(Stored items from a collection)
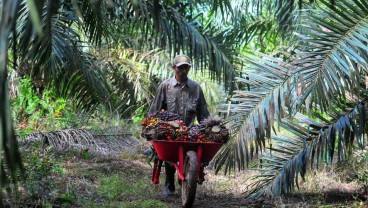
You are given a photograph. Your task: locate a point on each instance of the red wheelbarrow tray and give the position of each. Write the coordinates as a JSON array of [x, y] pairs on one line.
[[173, 151]]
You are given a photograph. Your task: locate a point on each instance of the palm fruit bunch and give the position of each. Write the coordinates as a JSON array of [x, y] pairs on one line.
[[164, 125], [209, 130]]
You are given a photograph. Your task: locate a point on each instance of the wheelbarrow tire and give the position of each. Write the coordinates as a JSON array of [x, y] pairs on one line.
[[189, 185]]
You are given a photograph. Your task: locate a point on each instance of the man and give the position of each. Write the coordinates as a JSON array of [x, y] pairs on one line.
[[182, 96]]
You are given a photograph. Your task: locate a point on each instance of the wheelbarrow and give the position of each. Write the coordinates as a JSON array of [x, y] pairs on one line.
[[188, 159]]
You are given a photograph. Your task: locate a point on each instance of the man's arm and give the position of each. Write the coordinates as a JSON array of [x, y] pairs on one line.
[[158, 102], [202, 110]]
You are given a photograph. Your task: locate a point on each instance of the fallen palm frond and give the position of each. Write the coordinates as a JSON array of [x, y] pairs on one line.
[[312, 144], [79, 139]]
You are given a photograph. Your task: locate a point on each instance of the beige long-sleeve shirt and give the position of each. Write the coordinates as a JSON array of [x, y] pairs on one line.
[[185, 99]]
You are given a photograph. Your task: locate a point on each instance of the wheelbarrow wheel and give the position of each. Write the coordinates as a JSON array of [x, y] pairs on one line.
[[189, 185]]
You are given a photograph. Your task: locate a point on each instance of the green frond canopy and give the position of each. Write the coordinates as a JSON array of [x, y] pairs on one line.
[[333, 63], [290, 156], [252, 112]]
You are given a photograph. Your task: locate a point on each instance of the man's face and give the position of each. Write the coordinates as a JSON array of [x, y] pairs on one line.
[[182, 71]]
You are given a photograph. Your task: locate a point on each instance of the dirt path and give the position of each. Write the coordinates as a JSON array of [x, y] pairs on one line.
[[126, 182]]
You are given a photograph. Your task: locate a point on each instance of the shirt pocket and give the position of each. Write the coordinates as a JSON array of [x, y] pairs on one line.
[[171, 103], [192, 105]]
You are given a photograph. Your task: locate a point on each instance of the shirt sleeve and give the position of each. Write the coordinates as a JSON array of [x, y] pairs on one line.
[[202, 111], [158, 102]]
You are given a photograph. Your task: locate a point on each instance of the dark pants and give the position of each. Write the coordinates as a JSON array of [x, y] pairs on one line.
[[170, 174]]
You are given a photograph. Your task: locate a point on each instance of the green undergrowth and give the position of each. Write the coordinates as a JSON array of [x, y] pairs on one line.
[[70, 179]]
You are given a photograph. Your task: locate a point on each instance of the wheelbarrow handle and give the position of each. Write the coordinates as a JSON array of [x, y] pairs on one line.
[[157, 164]]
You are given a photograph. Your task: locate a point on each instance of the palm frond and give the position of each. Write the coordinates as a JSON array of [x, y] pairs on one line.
[[254, 111], [312, 144], [9, 156], [83, 140], [57, 58], [333, 62], [164, 26]]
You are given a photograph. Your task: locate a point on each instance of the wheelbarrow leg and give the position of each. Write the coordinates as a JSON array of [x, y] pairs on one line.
[[156, 171]]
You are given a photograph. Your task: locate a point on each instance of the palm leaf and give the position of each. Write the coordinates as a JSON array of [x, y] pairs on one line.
[[333, 62], [57, 57], [254, 112], [9, 156], [279, 174], [166, 27]]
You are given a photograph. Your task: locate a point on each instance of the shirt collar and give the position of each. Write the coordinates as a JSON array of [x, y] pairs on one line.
[[173, 82]]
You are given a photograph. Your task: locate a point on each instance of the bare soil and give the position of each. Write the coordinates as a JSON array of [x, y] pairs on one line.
[[83, 179]]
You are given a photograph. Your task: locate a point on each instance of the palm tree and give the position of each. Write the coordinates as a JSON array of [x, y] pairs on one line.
[[51, 42], [323, 79]]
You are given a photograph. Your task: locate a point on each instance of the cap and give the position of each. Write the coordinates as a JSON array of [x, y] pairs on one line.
[[181, 60]]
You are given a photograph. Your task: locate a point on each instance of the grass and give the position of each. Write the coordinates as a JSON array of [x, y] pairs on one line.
[[69, 179]]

### Exercise description
Transcribe exactly, and only, the lines from the one with "of the bare" through the last line of the data.

### Answer to this exercise
You are given a photograph. Your task: locate a point on each instance of the bare soil and give the position of each. Write the coordinates as a JSON array of [x, y] pairs on one line.
[[83, 179]]
You are given a photograph. Your task: locate a point on each instance of the palm tree and give the position of each. Write the coordinates as a JSON array of [x, y] pairs on one line.
[[51, 42], [323, 79]]
You are given a photograph. Your task: locate a point on each instance of the cap and give the position of each. Write the coordinates as a JSON array of [x, y] pairs on one line.
[[181, 60]]
You are given a photograph. Your task: locate a point on each instance of the grass and give the position of each. Write the coordinates as a JSON array of [x, y] pairs on one line.
[[69, 179]]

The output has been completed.